> _WHAT YOU WILL DO_
Look through the entries for the line containing "of the tree". Then output that line and every line after it, exactly, to the end.

RECORDS SHOWN: Begin

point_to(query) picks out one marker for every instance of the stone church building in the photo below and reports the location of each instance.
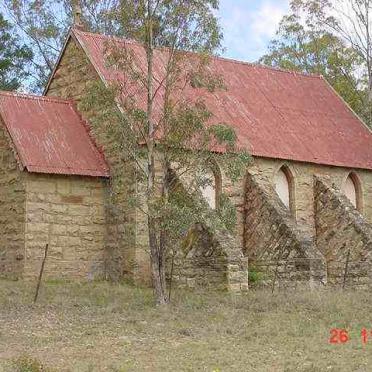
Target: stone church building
(304, 206)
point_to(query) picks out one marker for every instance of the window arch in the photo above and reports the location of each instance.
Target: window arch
(353, 190)
(284, 186)
(211, 191)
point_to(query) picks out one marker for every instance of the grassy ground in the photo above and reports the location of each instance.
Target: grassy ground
(103, 327)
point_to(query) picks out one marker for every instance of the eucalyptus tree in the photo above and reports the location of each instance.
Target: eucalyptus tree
(167, 129)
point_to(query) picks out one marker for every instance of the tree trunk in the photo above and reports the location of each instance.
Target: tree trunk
(156, 253)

RECORDS SHOWN: End

> _TASK SOLUTION_
point_to(query) picks out one marker for every instance of the tree trunk in the photo above and reports the location of each instance.
Target: tree trunk
(156, 253)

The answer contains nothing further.